SET OF TASKS
1. In the passage on taxonomy trends, which standard has become the one supported by most taxonomy management software?
2. Turn the paragraph in the passage on taxonomy trends that begins "Even more significant is" into a short bulleted list that keeps its main facts.

There is also a convergence of taxonomies and ontologies. This is also partly due to software tools, such as PoolParty, that support both taxonomies and ontologies in an integrated manner. There is a growing interest in ontology features, such as semantic relations and custom attributes, without having a large complex ontology, so a simple ontology can be applied as a semantic layer to existing taxonomies. This brings up the fact that there are growing number of taxonomies in existence that can be utilized within an ontology, rather than being replaced by an ontology. Finally, there is an increasing interest in ontologies as they form a basis of knowledge graphs, which are becoming more popular.

Interest in standards

In the past, the focus on taxonomy-related standards was mostly on ANSI/NISO Z39.19 Guidelines for the Construction, Format, and Management of Monolingual Controlled Vocabularies and its related ISO standard, ISO 25964 Thesauri and interoperability with other vocabularies. Their emphasis on best practices for thesauri has perhaps limited these standards somewhat in their broader application to taxonomies. More recently, however, there has emerged a greater interest in interoperability of taxonomies and other controlled vocabularies, which is recognized and addressed the second part of ISO 25964.

Even more significant is the is the increased adoption of SKOS and other W3C (World WideWeb Consortium) guidelines and recommendations, which directly support interoperability and exchange and sharing of vocabularies. As the number of taxonomies and other controlled vocabularies grow, there is a greater interest in re-using parts of them, sharing them, and linking them, which is enabled by representing the data in a standard format. The SKOS model can also be expressed in RDF (Resource Description Framework) triples, which makes it suitable for general Semantic Web sharing and linking, whether on the web or behind the firewall with Semantic Web standards. SKOS has also become the standard supported by most taxonomy management software.

Besides supporting interoperability, another trend coming out of SKOS is a shift in thinking of terms to that of concepts. Terms are strings of text, but concepts are ideas that may have various labels. Thus, people talk about “things, not strings.”

As for the standards for taxonomy and thesaurus best practices design, ANSI/NISO Z39.19 is not forgotten but rather there is sufficient interest in the taxonomy community to review and revise this standard again soon. I expect work on that to start in late 2021 or early 2022, and I hope to be involved. I will report more on that in a future blog post.

Trends in taxonomy structural design

In hierarchical taxonomies, there is the trend that hierarchies are created increasingly for purposes other than fully displayed for end-user browsing. Traditionally, the hierarchical design structure of taxonomies was solely for the purpose of serving end-users who would be browsing and need guidance in going from broad categories to narrower topics. The associative (related term or see also) relationship also guides users who are browsing and those who are doing manual indexing/tagging to identify related concepts of interest. As fully browsable taxonomies are becoming less common (due to their growing size and the availability of alternative methods of search and findability), and more indexing is automated, hierarchical and associative relationships between concepts are less often implemented to support browsing, and are more often used so support auto-tagging, providing context for a concept’s meaning by the presence of broader and related concepts.

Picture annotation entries
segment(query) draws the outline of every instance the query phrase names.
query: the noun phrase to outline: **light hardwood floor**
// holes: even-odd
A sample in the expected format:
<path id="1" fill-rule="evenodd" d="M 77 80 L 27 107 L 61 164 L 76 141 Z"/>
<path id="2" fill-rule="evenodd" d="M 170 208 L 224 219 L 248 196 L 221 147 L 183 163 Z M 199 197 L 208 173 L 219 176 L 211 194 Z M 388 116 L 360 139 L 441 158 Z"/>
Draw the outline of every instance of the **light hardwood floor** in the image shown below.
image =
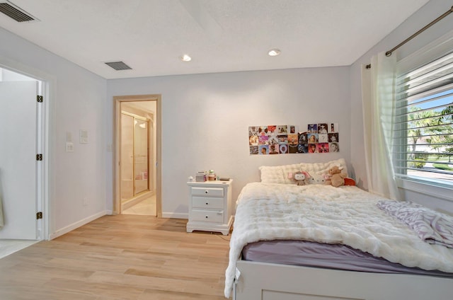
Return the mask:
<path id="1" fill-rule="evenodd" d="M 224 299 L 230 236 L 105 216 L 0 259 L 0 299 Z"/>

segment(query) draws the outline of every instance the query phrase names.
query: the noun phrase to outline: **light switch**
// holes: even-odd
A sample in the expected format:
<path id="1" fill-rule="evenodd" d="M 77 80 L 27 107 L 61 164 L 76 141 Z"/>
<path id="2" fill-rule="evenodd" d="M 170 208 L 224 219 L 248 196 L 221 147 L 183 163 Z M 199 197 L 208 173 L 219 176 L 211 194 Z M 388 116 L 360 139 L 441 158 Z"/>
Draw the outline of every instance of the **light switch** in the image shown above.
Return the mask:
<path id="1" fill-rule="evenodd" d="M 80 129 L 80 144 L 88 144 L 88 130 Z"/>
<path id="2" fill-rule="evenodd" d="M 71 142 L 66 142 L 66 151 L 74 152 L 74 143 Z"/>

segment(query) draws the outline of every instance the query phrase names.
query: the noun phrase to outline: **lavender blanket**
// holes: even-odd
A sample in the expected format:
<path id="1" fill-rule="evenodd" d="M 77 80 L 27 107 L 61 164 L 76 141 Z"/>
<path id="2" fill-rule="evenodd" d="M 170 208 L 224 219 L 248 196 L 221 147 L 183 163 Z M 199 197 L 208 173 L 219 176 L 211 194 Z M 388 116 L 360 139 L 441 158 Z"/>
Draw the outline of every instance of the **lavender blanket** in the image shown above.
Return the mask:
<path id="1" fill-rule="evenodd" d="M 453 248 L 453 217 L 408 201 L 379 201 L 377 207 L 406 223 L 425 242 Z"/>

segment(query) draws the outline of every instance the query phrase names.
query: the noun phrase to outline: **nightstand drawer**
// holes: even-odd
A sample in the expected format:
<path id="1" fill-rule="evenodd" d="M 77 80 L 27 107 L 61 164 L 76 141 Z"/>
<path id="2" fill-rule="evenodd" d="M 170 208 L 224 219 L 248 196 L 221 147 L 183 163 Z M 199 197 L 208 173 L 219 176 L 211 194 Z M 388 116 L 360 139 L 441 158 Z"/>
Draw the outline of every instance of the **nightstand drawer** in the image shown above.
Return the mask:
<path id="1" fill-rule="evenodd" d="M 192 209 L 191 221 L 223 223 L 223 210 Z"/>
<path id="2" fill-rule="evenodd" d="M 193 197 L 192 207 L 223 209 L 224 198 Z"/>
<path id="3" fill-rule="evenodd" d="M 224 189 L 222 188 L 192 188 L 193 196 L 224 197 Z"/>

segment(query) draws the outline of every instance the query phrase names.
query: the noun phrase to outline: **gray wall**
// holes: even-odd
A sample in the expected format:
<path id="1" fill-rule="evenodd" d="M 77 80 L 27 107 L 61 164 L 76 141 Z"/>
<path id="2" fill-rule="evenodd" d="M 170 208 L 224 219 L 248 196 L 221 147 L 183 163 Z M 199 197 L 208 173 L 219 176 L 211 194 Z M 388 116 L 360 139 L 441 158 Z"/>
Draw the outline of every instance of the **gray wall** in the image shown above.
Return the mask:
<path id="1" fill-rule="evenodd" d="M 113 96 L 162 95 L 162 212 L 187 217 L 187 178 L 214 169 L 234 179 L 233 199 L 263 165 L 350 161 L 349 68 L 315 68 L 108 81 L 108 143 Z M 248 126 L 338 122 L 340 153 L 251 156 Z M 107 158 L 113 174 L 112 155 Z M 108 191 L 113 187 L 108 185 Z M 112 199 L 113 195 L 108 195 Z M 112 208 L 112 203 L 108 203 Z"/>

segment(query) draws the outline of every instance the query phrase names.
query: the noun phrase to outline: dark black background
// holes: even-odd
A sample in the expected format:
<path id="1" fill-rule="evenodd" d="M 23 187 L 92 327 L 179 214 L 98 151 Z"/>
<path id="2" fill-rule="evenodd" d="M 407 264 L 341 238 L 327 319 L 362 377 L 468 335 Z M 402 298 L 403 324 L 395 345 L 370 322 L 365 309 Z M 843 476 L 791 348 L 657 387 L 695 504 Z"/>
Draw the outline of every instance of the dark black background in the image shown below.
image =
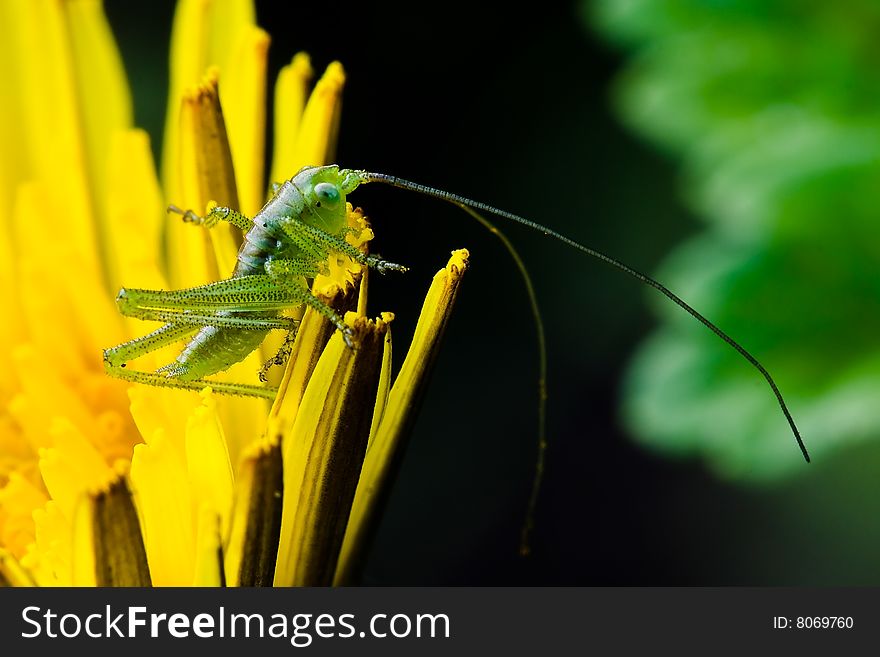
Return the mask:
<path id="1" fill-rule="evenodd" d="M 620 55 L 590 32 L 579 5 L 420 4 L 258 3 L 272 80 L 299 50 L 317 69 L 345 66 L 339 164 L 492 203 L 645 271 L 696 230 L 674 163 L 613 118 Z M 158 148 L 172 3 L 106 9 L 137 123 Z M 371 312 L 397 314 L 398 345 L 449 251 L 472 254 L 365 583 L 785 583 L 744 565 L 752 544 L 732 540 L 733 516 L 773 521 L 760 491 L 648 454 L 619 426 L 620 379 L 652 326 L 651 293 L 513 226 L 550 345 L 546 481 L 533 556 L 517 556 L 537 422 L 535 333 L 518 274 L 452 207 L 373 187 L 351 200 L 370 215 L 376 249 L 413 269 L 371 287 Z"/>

FULL ANSWERS
1. SKOS

2.
- SKOS and other W3C guidelines and recommendations are being adopted more widely, and they directly support interoperability and the exchange and sharing of vocabularies.
- As taxonomies and other controlled vocabularies grow in number, there is more interest in reusing parts of them, sharing them and linking them. A standard data format makes this possible.
- The SKOS model can be expressed in RDF triples, which suits it to Semantic Web sharing and linking, both on the web and behind the firewall.
- Most taxonomy management software now supports SKOS as the standard.